**DIRECTION:** Format the lines below as a JSON list of strings, one string per line, leaving out any blank lines.

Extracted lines
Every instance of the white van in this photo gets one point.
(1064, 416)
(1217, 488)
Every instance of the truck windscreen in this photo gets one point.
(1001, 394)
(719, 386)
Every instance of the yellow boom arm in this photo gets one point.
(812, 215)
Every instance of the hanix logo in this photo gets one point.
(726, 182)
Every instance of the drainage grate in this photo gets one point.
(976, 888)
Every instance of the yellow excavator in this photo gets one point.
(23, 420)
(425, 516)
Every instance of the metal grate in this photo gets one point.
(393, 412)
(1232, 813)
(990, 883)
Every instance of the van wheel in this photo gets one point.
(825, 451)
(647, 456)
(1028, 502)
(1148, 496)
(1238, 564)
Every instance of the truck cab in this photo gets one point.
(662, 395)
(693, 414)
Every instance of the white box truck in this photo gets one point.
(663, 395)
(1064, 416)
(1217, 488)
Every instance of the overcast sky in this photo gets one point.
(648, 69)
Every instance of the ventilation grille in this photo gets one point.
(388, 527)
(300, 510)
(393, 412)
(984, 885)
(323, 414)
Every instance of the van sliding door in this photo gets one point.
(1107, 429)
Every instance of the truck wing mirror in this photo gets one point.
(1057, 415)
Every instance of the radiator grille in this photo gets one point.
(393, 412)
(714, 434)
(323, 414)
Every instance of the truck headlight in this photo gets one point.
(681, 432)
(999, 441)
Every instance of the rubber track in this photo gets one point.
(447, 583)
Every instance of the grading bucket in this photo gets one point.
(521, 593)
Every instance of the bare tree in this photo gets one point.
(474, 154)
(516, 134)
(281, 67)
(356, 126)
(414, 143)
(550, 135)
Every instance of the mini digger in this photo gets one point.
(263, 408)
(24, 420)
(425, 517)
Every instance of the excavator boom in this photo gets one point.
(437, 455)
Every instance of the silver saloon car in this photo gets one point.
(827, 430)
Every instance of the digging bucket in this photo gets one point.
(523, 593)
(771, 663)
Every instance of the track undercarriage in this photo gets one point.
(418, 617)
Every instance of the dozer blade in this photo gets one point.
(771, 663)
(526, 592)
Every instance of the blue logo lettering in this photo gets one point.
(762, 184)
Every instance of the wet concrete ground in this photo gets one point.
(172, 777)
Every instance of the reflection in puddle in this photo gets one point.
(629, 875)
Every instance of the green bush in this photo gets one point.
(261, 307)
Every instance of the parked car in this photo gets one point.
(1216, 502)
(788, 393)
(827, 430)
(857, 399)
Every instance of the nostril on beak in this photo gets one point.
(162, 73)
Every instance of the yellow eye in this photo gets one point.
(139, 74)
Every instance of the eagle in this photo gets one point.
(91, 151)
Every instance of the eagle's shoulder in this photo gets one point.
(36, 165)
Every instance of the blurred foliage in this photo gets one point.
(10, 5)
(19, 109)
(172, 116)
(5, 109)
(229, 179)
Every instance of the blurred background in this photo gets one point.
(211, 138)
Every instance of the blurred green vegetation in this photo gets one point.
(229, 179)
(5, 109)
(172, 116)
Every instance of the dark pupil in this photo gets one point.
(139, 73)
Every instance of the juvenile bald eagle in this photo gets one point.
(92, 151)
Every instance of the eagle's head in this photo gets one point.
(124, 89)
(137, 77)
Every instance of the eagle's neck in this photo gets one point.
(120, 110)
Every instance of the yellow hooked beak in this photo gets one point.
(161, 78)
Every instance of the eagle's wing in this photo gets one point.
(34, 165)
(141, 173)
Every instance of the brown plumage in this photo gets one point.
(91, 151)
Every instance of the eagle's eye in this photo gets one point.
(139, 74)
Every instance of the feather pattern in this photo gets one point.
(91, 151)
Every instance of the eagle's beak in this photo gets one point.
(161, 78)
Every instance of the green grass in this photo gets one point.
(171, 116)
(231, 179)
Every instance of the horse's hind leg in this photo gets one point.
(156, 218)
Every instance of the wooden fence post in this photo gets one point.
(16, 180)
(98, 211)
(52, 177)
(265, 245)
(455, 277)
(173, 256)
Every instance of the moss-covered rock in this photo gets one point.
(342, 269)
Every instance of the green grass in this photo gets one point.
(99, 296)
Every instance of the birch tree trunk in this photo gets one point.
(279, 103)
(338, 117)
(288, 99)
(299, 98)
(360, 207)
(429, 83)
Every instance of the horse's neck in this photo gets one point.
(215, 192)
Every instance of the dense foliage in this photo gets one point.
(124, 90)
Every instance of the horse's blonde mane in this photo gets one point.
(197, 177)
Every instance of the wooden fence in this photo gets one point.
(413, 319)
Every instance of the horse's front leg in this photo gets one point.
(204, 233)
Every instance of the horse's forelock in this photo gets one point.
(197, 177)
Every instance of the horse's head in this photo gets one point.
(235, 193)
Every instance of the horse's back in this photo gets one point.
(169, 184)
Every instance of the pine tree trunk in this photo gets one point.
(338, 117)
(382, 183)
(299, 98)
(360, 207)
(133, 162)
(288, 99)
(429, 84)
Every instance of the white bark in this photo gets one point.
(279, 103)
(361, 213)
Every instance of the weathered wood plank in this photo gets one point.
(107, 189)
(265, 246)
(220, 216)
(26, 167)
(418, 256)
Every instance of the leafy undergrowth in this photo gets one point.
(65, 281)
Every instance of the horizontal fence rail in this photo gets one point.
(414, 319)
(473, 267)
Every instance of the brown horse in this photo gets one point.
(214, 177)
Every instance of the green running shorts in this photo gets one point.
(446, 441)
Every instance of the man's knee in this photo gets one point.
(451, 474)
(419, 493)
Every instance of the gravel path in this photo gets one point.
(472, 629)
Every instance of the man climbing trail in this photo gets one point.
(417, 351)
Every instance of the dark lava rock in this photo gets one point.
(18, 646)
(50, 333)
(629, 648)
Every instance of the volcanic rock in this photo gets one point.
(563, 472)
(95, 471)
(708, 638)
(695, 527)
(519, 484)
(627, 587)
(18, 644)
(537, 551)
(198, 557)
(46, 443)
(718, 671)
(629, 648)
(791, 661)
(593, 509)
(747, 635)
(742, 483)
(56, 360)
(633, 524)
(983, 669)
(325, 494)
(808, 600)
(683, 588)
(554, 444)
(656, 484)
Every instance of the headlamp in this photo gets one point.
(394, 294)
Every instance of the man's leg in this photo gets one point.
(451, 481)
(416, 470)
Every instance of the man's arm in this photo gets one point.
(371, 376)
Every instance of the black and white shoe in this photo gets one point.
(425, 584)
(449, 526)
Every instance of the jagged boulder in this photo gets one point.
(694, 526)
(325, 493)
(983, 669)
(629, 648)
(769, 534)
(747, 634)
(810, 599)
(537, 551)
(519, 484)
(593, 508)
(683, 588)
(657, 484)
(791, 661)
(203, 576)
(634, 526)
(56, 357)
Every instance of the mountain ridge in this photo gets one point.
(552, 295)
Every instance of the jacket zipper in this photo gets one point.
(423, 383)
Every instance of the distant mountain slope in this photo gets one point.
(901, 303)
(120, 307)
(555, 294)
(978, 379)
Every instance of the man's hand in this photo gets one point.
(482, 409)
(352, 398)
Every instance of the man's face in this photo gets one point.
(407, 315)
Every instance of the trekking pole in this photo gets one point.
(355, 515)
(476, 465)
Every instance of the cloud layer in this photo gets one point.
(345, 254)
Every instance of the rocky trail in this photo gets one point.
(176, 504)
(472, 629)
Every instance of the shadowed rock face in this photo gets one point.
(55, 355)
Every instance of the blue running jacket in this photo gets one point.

**WRITTEN RESPONSE:**
[
  "Every instance of the white van in this photo gets one point.",
  "(1064, 416)",
  "(1217, 488)",
  "Every instance of the truck windscreen in this photo gets one point.",
  "(1001, 394)",
  "(719, 386)",
  "Every instance of the yellow boom arm in this photo gets one point.",
  "(812, 215)",
  "Every instance of the hanix logo in this photo gets one point.",
  "(726, 182)",
  "Every instance of the drainage grate in this photo gets one point.",
  "(976, 888)",
  "Every instance of the yellow excavator in this photo gets one point.",
  "(23, 420)",
  "(425, 516)",
  "Every instance of the metal grate in this photo gets one point.",
  "(393, 412)",
  "(1232, 813)",
  "(990, 883)",
  "Every instance of the van wheel in this photo gets one point.",
  "(825, 451)",
  "(647, 456)",
  "(1028, 502)",
  "(1148, 496)",
  "(1238, 564)",
  "Every instance of the truck cab in this photo gets one point.",
  "(662, 395)",
  "(693, 414)",
  "Every instance of the white box truck in this photo gets one point.",
  "(663, 395)",
  "(1064, 416)",
  "(1217, 488)",
  "Every instance of the overcast sky in this photo gets one point.",
  "(648, 69)",
  "Every instance of the ventilation grille in this photo gets one point.",
  "(388, 527)",
  "(300, 510)",
  "(393, 412)",
  "(984, 885)",
  "(323, 414)",
  "Every instance of the van sliding door in this photo gets one point.",
  "(1107, 429)",
  "Every instance of the truck wing mirror in this photo gets one point.",
  "(1057, 415)",
  "Every instance of the radiator grille in this photo gets one point.",
  "(393, 412)",
  "(714, 434)",
  "(323, 414)",
  "Every instance of the truck headlight in this photo gets one point.",
  "(681, 432)",
  "(999, 441)",
  "Every instance of the rubber track in this photo gets one point.",
  "(447, 583)",
  "Every instance of the grading bucket in this photo gets one point.",
  "(521, 593)",
  "Every instance of the bare tree in this photo gets one point.",
  "(474, 154)",
  "(516, 134)",
  "(281, 67)",
  "(356, 126)",
  "(414, 143)",
  "(550, 135)",
  "Every instance of the mini digger in this photo gets one point.",
  "(263, 408)",
  "(24, 420)",
  "(425, 517)",
  "Every instance of the excavator boom in this photo gets one point.",
  "(437, 455)",
  "Every instance of the silver saloon car in this photo gets one point.",
  "(827, 430)",
  "Every instance of the digging bucket in this photo gets one point.",
  "(523, 593)",
  "(771, 663)",
  "Every instance of the track undercarriage in this photo gets one point.",
  "(418, 617)",
  "Every instance of the dozer blade in this photo gets one point.",
  "(771, 663)",
  "(526, 592)",
  "Every instance of the blue logo lettering in this photo gets one point.",
  "(762, 184)",
  "Every instance of the wet concrete ground in this photo gets one point.",
  "(172, 777)",
  "Every instance of the reflection in puddle in this photo gets one point.",
  "(629, 875)",
  "Every instance of the green bush in this photo gets one point.",
  "(261, 307)",
  "Every instance of the parked car in this photo gets one point.",
  "(1216, 502)",
  "(788, 393)",
  "(827, 430)",
  "(857, 399)",
  "Every instance of the nostril on beak in this photo gets one point.",
  "(162, 73)",
  "Every instance of the yellow eye in this photo gets one point.",
  "(139, 74)",
  "Every instance of the eagle in this photo gets one point.",
  "(91, 151)",
  "Every instance of the eagle's shoulder in this photo gets one point.",
  "(36, 165)",
  "Every instance of the blurred foliage in this photo gets one point.",
  "(10, 5)",
  "(19, 109)",
  "(172, 116)",
  "(5, 109)",
  "(229, 179)",
  "Every instance of the blurred background in this photo gets one point.",
  "(211, 138)",
  "Every instance of the blurred green vegetation in this photo gets one point.",
  "(229, 179)",
  "(5, 109)",
  "(172, 116)",
  "Every instance of the dark pupil in this photo gets one point.",
  "(139, 73)",
  "Every instance of the juvenile bald eagle in this photo gets one point.",
  "(92, 151)",
  "Every instance of the eagle's head in this photo gets one point.",
  "(124, 89)",
  "(137, 77)",
  "Every instance of the eagle's neck in this photo gets one point.",
  "(120, 110)",
  "Every instance of the yellow hooked beak in this photo gets one point.",
  "(161, 78)",
  "Every instance of the eagle's wing in this photo gets one point.",
  "(34, 165)",
  "(141, 173)",
  "Every instance of the brown plumage in this photo gets one point.",
  "(91, 151)",
  "Every instance of the eagle's eye in this photo gets one point.",
  "(139, 74)",
  "Every instance of the feather pattern in this photo gets one point.",
  "(91, 151)",
  "Every instance of the eagle's beak in this photo gets one point.",
  "(161, 78)",
  "Every instance of the green grass in this photo gets one point.",
  "(171, 116)",
  "(231, 179)",
  "Every instance of the horse's hind leg in this photo gets one point.",
  "(156, 218)",
  "Every instance of the wooden fence post in this photo gets one point.",
  "(16, 180)",
  "(98, 211)",
  "(52, 177)",
  "(265, 245)",
  "(455, 277)",
  "(173, 256)",
  "Every instance of the moss-covered rock in this photo gets one point.",
  "(342, 269)",
  "Every instance of the green grass in this photo gets one point.",
  "(99, 296)",
  "Every instance of the birch tree trunk in this photo gets one point.",
  "(279, 103)",
  "(338, 117)",
  "(288, 99)",
  "(299, 98)",
  "(360, 207)",
  "(429, 83)",
  "Every instance of the horse's neck in this photo gets one point.",
  "(215, 192)",
  "Every instance of the dense foliage in this photo gets one point.",
  "(124, 90)",
  "Every instance of the horse's blonde mane in this photo gets one point.",
  "(197, 177)",
  "Every instance of the wooden fence in this photo gets one point.",
  "(413, 319)",
  "Every instance of the horse's front leg in this photo gets one point.",
  "(204, 233)",
  "Every instance of the horse's forelock in this photo gets one point.",
  "(197, 177)",
  "Every instance of the horse's head in this photo gets one point.",
  "(235, 193)",
  "Every instance of the horse's back in this photo gets one point.",
  "(169, 184)",
  "Every instance of the pine tree trunk in this photo gets one point.",
  "(338, 117)",
  "(382, 183)",
  "(299, 98)",
  "(360, 207)",
  "(133, 162)",
  "(288, 99)",
  "(429, 84)",
  "Every instance of the white bark in this photo gets one point.",
  "(279, 103)",
  "(361, 213)",
  "Every instance of the weathered wood plank in this photo gets one point.",
  "(107, 189)",
  "(265, 246)",
  "(220, 216)",
  "(26, 167)",
  "(418, 256)",
  "Every instance of the leafy undergrowth in this photo gets one point.",
  "(65, 281)",
  "Every instance of the horizontal fence rail in this photo gets one point.",
  "(414, 319)",
  "(473, 267)",
  "Every instance of the brown horse in this photo gets one point.",
  "(214, 177)",
  "Every instance of the green running shorts in this photo gets one point.",
  "(446, 441)",
  "Every instance of the man's knee in this photo gets one point.",
  "(451, 474)",
  "(419, 493)",
  "Every instance of the gravel path in this photo gets one point.",
  "(472, 629)",
  "Every instance of the man climbing trail in this photo gets one point.",
  "(417, 351)",
  "Every instance of the dark lava rock in this photo gets one point.",
  "(18, 646)",
  "(50, 333)",
  "(629, 648)",
  "Every instance of the volcanic rock in this photo gets one point.",
  "(563, 472)",
  "(95, 471)",
  "(708, 638)",
  "(695, 527)",
  "(519, 484)",
  "(627, 587)",
  "(18, 644)",
  "(537, 551)",
  "(198, 557)",
  "(46, 443)",
  "(718, 671)",
  "(629, 648)",
  "(791, 661)",
  "(593, 509)",
  "(747, 635)",
  "(742, 483)",
  "(56, 360)",
  "(633, 524)",
  "(983, 669)",
  "(325, 494)",
  "(808, 600)",
  "(683, 588)",
  "(554, 444)",
  "(656, 484)",
  "Every instance of the headlamp in this photo gets one point.",
  "(394, 294)",
  "Every instance of the man's leg in this photo gets one point.",
  "(451, 481)",
  "(416, 470)",
  "Every instance of the man's arm in this photo gets one point.",
  "(371, 376)",
  "Every instance of the black and white shoe in this photo gets one point.",
  "(425, 584)",
  "(449, 526)",
  "Every instance of the jagged boulder in this photo gets one point.",
  "(694, 526)",
  "(325, 493)",
  "(983, 669)",
  "(629, 648)",
  "(769, 534)",
  "(747, 634)",
  "(810, 599)",
  "(537, 551)",
  "(519, 484)",
  "(593, 508)",
  "(683, 588)",
  "(657, 484)",
  "(791, 661)",
  "(203, 576)",
  "(634, 526)",
  "(56, 357)",
  "Every instance of the mountain ridge in this photo gets one point.",
  "(552, 295)",
  "Every instance of the jacket zipper in this photo gets one point.",
  "(423, 383)",
  "Every instance of the distant mountain slope in this photo gets one point.",
  "(901, 303)",
  "(120, 307)",
  "(555, 294)",
  "(978, 379)",
  "Every instance of the man's hand in this photo gets one point.",
  "(482, 409)",
  "(352, 398)",
  "Every instance of the man's face in this photo gets one point.",
  "(407, 315)",
  "Every instance of the trekking pole in this photo gets one point.",
  "(355, 515)",
  "(476, 465)",
  "Every instance of the cloud layer in this photo gets one point.",
  "(345, 254)",
  "Every instance of the rocky trail in this photo gets one point.",
  "(176, 504)",
  "(472, 629)",
  "Every instance of the shadowed rock face in this photo gets one point.",
  "(55, 355)",
  "Every instance of the blue running jacket in this photo gets one point."
]